*** Opening of Provided records ***
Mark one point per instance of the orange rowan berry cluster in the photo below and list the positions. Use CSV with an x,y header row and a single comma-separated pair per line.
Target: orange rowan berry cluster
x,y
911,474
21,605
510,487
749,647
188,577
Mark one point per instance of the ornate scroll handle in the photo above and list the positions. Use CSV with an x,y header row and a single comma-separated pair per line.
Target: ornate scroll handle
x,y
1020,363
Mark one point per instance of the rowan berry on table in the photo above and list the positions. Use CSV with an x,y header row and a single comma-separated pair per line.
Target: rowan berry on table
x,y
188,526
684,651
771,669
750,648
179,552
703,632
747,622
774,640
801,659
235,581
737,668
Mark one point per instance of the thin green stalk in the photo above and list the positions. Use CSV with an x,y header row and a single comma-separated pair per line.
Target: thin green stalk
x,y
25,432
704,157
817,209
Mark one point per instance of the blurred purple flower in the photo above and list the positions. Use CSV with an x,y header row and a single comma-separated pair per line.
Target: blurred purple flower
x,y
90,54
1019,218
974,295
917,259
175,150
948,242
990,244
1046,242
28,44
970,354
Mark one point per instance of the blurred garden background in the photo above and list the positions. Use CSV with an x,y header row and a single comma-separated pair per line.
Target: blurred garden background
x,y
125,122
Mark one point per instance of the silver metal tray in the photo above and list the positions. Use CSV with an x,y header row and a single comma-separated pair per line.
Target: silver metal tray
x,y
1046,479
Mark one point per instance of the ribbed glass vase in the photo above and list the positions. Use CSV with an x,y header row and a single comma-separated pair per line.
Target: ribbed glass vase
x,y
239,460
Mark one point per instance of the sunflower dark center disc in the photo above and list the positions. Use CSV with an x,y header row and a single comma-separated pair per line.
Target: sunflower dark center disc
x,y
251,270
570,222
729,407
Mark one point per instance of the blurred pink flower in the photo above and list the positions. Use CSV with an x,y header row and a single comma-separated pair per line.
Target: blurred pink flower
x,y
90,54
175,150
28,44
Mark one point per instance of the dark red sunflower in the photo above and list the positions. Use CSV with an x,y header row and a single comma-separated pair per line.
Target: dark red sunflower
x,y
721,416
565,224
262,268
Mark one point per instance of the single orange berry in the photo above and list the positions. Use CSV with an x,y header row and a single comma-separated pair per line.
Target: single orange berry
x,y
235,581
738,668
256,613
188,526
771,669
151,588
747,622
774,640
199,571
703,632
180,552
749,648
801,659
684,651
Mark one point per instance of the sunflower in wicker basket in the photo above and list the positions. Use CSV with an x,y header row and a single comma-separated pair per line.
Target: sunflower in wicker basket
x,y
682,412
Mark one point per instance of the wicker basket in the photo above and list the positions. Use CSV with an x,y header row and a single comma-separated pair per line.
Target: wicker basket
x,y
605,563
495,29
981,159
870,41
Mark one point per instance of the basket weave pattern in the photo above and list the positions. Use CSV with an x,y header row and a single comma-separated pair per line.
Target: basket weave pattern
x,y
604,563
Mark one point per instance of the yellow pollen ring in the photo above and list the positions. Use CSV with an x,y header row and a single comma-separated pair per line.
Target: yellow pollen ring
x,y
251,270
*** Close of Provided records ***
- Exercise -
Each line of the listing must be output once more, exactly as shown above.

- Expected output -
Mark one point per instance of the orange rowan berry cluster in the photo below and list the positions. Use CSV with an x,y header row and a single comma-separated pair per line.
Target: orange rowan berry cluster
x,y
911,474
21,605
510,487
749,647
188,577
Mark one point per instance of the ornate scroll handle in the photo above and list the positions. Use CSV with an x,y header row and a single comma-separated pair per line.
Target: ornate scroll handle
x,y
1020,363
Mark one point per instance of the rowan berry on table in the photo above and list the positions. Use CSV with an x,y header row and a single comma-separated pair per line.
Target: rowan berry on table
x,y
188,526
684,651
771,669
750,648
179,552
703,632
747,622
774,640
801,659
235,581
737,668
Mark one point per instance of the thin green stalk in the photo above and list the positions. Use CSV with an x,y header row and a single comma-separated pair per line.
Target: thin green stalk
x,y
25,432
704,157
817,209
Mark one point per instance of the blurred purple flower in the photo above and list the positions. Use CSV with an x,y header row and a single comma-separated pair per line.
Target: blurred purple flower
x,y
90,54
1019,218
974,295
917,259
175,150
948,242
990,244
1046,242
28,44
970,354
Mark one point per instance of the blurred garden background in the photo above and list the positions. Use CSV with an x,y header row and a single comma-separated pair per line.
Target: blurred garden background
x,y
125,122
Mark one point per instance of the silver metal tray in the photo above and list the positions. Use CSV with an x,y header row and a single comma-separated pair per line.
Target: silver metal tray
x,y
1046,479
Mark one point per instance of the ribbed glass vase in the photo above and list the positions. Use CSV with an x,y header row and a single comma-separated pair per line.
Target: ribbed glass vase
x,y
239,460
Mark one point per instance of the sunflower dark center disc in the photo above and list the positions. Use CSV with an x,y header row and a single comma-separated pair per line.
Target: sunflower dark center disc
x,y
251,270
570,222
729,407
Mark one point per instance of the blurred pink flower in the photo above and list the positions. Use CSV with an x,y header row and a single comma-separated pair per line.
Target: blurred pink flower
x,y
90,54
175,150
28,44
Mark one point per instance of the dark red sunflower in the photo above and list the positions. Use CSV with an x,y header row and a single comma-separated pair per line.
Target: dark red sunflower
x,y
721,416
565,224
262,268
Mark one point per instance of the single orange berry in the photo above and list the positions. Use CSV with an x,y header row and a single comma-separated pair per line.
Target: single orange berry
x,y
235,581
738,668
256,613
188,526
771,669
151,588
747,622
774,640
199,571
703,632
180,552
749,648
801,659
684,651
Mark one point per instance of the sunflower in wicker basket in the photo above and list the positions. Use CSV with an x,y header row and a single comma-separated pair per line.
Target: sunflower in wicker basket
x,y
682,412
Mark one point per instance of the wicker basket in the photo above and list the positions. Use CSV with an x,y header row and a single comma-separated pair per line.
Target: wicker basket
x,y
605,563
495,29
981,159
870,41
Mark one point per instance of the basket weave pattern in the photo above and list the positions. Use CSV with an x,y header row and a single comma-separated pair per line.
Target: basket weave pattern
x,y
604,563
Mark one point per instance of the yellow pollen ring in the photo above and list the positions. Use CSV with an x,y header row and a single comma-separated pair per line.
Target: yellow pollen ring
x,y
251,270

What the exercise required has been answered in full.